GIVEN INSTRUCTION A: Quote the part of the passage on mountain formation that opens with the words containing "In the process" and closes with "into high peaks.".
GIVEN INSTRUCTION B: In the rows, edit the part that opens with the line containing "fighter in white" and closes with the line containing "<point>436,336</point>", replacing "pin" with "marker" and leaving everything else unchanged. Return only those lines.

SOURCE:
Formation of Mountain has been the subject of debate by many scholars. Mountains are landforms that exceed three hundred meters in height, relative to their surrounding land borders. The interactions of geochemical, geophysical, and structural forces, deep inside the Earth and those on the surface, millions of years ago, had resulted in the formation of the mountains. Strictly speaking, their existence was associated with the collision and drifting of continental plates, their subsequent thrusting, and uplift, after that.
Numerous research findings have shown that the majority of mountains were born at the constructive and destructive interfaces of oceanic and continental plates. Furthermore, structural thrusting and uplift processes made them outstanding. Also, other processes like rainfall, weathering, and erosion, helped to refine them into distinct edifices. A few of them are localized, while others manifested in associations, which are popularly referred to as mountain ranges.
Characterization of Mountain Formation, According to Type
Mountain typology arose from the circumstances that preceded their birth. For example, plate tectonics, volcanism, rifting, sedimentation, etcetera were the main drivers of different orogenic events. Even though the processes mentioned above are connected in a way, specific distinguishing attributes, helped geologists to categorize them in their respective classes.
Fold Mountains
Fold mountains are among the prevalent types of mountains, found in different parts of the world today. They occurred at destructive interfaces, where oceanic crusts and continental plates collided. Further, this event forced the more substantial oceanic crust to plunge beneath the less dense, sediments-bearing continental plate.
Consequently, thrusting took place, then followed by significant uplift to heights of several kilometers. Meanwhile, the subducted plate, in most cases, were buried deep into the hot mantle. Immediately this happened; it ignited the reaction of the over-heated mantle with the oceanic plate. This incident then culminated in the partial melting of rocks and other components of the mantle.
In the process of time, complete melting produced a hot liquid substance, called molten magma. Under the influence of subsurface pressure, this volatile fluid migrated in an upward direction seized the opportunity of the opening that was created at the subduction zone, from where it exited to the Earth’s surface. Lower surface temperature, allowed it to cool off into what is referred to as lava.
The overall effect of this process is that it emplaces magmatic bodies and plutonic rocks. It further boosted the size of the pre-existing structure. Compaction and homogeneity, then made the entire massive structure to become very solid. Earth’s surface processes like rainfall, wind, water and glacier erosions, helped to rework these massive rocky outcrops into high peaks.
Recall that the collision of both plates, as earlier described, was a destructive process. The effect of this collision resulted in severe structural deformation of some components of these plates. That is the more reason why this class of rock looks folded, with anticlinal and synclinal structural features. Himalayan mountains in Asia, the Alps in Europe, the Andes in South America, the Rockies in North America, and the Urals in Russia, are some examples of Fold Mountains.

RAW DATA:

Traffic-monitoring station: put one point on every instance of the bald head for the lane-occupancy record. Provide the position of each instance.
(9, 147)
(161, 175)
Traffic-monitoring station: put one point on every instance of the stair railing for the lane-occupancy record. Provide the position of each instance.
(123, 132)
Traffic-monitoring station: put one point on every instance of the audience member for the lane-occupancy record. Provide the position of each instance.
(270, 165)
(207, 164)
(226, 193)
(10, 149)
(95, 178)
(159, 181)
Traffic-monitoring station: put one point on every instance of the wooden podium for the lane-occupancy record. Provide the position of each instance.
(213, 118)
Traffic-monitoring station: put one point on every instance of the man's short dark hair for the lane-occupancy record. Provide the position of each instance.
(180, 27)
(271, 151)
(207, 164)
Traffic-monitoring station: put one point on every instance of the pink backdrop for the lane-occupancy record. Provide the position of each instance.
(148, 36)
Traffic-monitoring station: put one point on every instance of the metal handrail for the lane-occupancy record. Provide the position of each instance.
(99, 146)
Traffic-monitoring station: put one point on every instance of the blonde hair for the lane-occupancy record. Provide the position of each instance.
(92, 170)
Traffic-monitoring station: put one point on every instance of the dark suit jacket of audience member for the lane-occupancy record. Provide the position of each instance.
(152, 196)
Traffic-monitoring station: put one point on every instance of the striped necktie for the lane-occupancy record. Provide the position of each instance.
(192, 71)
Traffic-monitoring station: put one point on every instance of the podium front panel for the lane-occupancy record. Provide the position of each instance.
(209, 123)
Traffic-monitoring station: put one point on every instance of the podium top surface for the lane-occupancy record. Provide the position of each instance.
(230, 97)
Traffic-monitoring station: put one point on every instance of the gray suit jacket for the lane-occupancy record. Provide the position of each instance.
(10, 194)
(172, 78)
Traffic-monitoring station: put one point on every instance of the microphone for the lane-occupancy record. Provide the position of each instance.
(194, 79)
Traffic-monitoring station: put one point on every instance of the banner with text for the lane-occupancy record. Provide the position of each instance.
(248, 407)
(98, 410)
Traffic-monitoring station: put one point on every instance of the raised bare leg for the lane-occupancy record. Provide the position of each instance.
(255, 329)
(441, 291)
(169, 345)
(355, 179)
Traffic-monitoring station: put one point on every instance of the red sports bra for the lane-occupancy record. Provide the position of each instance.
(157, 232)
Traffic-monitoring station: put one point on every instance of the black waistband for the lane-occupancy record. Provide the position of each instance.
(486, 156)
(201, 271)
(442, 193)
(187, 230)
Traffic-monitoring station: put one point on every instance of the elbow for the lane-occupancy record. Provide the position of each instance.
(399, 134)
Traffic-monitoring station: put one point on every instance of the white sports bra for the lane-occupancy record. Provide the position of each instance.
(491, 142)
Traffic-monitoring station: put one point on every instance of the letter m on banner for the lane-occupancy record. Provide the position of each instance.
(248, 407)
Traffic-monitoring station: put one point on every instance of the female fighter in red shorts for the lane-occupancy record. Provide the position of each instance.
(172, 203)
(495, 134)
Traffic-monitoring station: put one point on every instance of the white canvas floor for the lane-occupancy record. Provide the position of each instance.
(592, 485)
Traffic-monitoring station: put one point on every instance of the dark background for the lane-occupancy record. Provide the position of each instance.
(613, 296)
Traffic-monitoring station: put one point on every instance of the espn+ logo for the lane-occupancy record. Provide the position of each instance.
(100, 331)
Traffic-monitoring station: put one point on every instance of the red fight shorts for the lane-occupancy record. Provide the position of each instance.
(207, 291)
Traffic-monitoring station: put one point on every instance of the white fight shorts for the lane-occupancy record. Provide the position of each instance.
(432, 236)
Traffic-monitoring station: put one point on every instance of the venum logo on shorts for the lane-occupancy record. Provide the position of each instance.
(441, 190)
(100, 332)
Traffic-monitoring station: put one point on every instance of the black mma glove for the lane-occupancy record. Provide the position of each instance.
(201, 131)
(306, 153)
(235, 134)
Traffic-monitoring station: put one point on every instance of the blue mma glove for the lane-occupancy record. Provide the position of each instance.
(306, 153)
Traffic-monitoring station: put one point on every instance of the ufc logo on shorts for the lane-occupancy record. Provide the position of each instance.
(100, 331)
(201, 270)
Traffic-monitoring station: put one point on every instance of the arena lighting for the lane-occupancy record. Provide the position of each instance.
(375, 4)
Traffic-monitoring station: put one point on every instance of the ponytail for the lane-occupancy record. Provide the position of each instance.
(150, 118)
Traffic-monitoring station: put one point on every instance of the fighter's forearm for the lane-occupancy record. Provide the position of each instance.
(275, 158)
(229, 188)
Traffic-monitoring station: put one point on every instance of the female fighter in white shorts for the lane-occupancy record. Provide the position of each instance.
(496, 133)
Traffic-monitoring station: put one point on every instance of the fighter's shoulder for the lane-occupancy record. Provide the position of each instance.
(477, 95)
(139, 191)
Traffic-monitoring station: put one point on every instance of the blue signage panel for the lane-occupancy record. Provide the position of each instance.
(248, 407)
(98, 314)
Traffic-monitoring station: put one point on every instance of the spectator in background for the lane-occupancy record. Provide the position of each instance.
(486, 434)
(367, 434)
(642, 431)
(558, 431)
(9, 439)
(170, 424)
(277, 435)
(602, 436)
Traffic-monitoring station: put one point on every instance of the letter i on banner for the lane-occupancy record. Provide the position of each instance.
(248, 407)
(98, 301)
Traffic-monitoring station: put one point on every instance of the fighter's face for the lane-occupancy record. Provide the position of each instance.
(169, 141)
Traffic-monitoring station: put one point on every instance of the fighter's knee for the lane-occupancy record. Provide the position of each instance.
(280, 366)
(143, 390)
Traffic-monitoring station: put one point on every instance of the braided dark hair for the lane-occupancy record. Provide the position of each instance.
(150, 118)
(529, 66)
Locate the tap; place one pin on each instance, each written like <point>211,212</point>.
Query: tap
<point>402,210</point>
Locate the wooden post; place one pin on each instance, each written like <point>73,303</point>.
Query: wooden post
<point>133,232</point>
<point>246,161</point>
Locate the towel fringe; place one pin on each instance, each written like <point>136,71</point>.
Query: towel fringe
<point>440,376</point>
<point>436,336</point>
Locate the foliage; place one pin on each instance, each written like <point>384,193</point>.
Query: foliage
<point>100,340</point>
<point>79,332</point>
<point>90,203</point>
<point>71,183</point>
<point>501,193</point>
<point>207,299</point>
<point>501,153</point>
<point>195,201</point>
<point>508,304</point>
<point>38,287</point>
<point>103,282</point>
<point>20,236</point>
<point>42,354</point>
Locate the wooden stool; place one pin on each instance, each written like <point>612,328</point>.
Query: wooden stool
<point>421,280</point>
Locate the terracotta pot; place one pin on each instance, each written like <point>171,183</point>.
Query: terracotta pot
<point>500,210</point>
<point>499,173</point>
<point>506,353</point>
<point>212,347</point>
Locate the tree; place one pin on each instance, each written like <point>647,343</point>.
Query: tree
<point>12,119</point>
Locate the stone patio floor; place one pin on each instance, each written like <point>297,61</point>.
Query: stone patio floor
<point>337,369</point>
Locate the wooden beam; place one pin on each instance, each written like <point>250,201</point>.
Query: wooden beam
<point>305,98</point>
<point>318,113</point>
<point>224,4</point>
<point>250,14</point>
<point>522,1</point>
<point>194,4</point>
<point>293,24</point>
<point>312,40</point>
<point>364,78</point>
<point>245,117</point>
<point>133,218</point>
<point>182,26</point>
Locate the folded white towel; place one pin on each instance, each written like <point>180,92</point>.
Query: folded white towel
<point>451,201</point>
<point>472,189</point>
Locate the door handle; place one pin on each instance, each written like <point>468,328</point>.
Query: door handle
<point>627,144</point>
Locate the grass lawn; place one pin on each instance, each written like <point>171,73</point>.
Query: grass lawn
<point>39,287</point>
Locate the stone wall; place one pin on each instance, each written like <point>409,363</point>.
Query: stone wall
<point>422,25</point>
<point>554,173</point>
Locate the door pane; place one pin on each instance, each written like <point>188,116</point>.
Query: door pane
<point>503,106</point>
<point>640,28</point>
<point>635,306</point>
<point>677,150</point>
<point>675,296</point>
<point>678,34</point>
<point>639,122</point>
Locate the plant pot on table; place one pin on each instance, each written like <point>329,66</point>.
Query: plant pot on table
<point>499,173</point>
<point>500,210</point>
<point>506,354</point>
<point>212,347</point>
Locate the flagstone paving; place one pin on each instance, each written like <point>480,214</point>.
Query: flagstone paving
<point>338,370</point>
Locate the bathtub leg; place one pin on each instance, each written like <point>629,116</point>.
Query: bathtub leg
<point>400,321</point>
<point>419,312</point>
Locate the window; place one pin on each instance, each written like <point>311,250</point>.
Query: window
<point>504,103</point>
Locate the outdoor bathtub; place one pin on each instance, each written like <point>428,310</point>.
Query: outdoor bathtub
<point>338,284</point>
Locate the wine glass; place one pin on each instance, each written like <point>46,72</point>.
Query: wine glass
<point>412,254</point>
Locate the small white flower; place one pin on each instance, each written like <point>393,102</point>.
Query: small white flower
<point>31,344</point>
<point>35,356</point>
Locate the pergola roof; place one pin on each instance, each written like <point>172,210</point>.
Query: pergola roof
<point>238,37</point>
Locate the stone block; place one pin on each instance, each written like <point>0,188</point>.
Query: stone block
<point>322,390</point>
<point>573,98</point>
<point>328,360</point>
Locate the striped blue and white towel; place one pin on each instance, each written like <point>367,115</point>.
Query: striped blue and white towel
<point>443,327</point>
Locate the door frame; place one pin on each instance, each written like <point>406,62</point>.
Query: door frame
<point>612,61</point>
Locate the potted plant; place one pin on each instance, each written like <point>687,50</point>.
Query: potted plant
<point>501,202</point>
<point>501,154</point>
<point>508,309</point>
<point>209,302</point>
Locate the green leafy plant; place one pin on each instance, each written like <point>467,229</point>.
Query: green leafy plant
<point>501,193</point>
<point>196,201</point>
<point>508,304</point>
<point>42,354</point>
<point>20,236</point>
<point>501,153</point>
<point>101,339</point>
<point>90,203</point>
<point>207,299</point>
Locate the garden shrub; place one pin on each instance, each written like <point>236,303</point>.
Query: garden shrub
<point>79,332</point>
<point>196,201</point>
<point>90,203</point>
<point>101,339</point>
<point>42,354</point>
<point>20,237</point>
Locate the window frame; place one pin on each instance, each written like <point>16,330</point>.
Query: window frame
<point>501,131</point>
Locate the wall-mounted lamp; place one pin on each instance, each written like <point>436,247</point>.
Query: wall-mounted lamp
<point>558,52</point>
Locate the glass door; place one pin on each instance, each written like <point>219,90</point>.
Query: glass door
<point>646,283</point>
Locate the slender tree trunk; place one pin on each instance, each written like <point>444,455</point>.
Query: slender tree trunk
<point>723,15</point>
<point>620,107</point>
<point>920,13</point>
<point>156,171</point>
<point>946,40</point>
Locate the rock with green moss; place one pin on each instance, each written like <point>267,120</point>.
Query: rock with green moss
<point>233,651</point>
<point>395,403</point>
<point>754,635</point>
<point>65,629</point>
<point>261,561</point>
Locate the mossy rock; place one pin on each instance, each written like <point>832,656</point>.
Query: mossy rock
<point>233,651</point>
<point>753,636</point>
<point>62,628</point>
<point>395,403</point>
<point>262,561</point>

FINAL RESULT A:
In the process of time, complete melting produced a hot liquid substance, called molten magma. Under the influence of subsurface pressure, this volatile fluid migrated in an upward direction seized the opportunity of the opening that was created at the subduction zone, from where it exited to the Earth’s surface. Lower surface temperature, allowed it to cool off into what is referred to as lava.
The overall effect of this process is that it emplaces magmatic bodies and plutonic rocks. It further boosted the size of the pre-existing structure. Compaction and homogeneity, then made the entire massive structure to become very solid. Earth’s surface processes like rainfall, wind, water and glacier erosions, helped to rework these massive rocky outcrops into high peaks.

FINAL RESULT B:
Traffic-monitoring station: put one point on every instance of the female fighter in white shorts for the lane-occupancy record. Provide the position of each instance.
(496, 133)
Traffic-monitoring station: put one point on every instance of the fighter's shoulder for the lane-occupancy record. Provide the position of each instance.
(477, 95)
(139, 191)
Traffic-monitoring station: put one point on every instance of the blue signage panel for the lane-occupancy record. Provide the position of each instance.
(248, 407)
(98, 314)
Traffic-monitoring station: put one point on every instance of the spectator in background for the lane-occupancy record. Provide the position of each instance.
(486, 434)
(367, 434)
(642, 431)
(558, 431)
(9, 439)
(170, 424)
(277, 435)
(602, 436)
Traffic-monitoring station: put one point on every instance of the letter i on banner for the lane-occupancy record. Provide the position of each instance.
(248, 407)
(98, 301)
Traffic-monitoring station: put one point on every instance of the fighter's face for the lane-occupancy record. Provide the position of each instance.
(169, 141)
Traffic-monitoring station: put one point on every instance of the fighter's knee for the lane-occupancy record. Provide the position of each instance.
(280, 366)
(143, 390)
Traffic-monitoring station: put one point on every instance of the braided dark hair for the lane-occupancy record. Provide the position of each instance.
(150, 118)
(529, 66)
Locate the tap; place one marker on each instance, each written like <point>211,212</point>.
Query: tap
<point>402,210</point>
Locate the wooden post; place one marker on each instance, each written like <point>73,303</point>.
Query: wooden post
<point>133,232</point>
<point>246,161</point>
Locate the towel fringe; place one marker on each instance, each written like <point>136,71</point>.
Query: towel fringe
<point>440,376</point>
<point>436,336</point>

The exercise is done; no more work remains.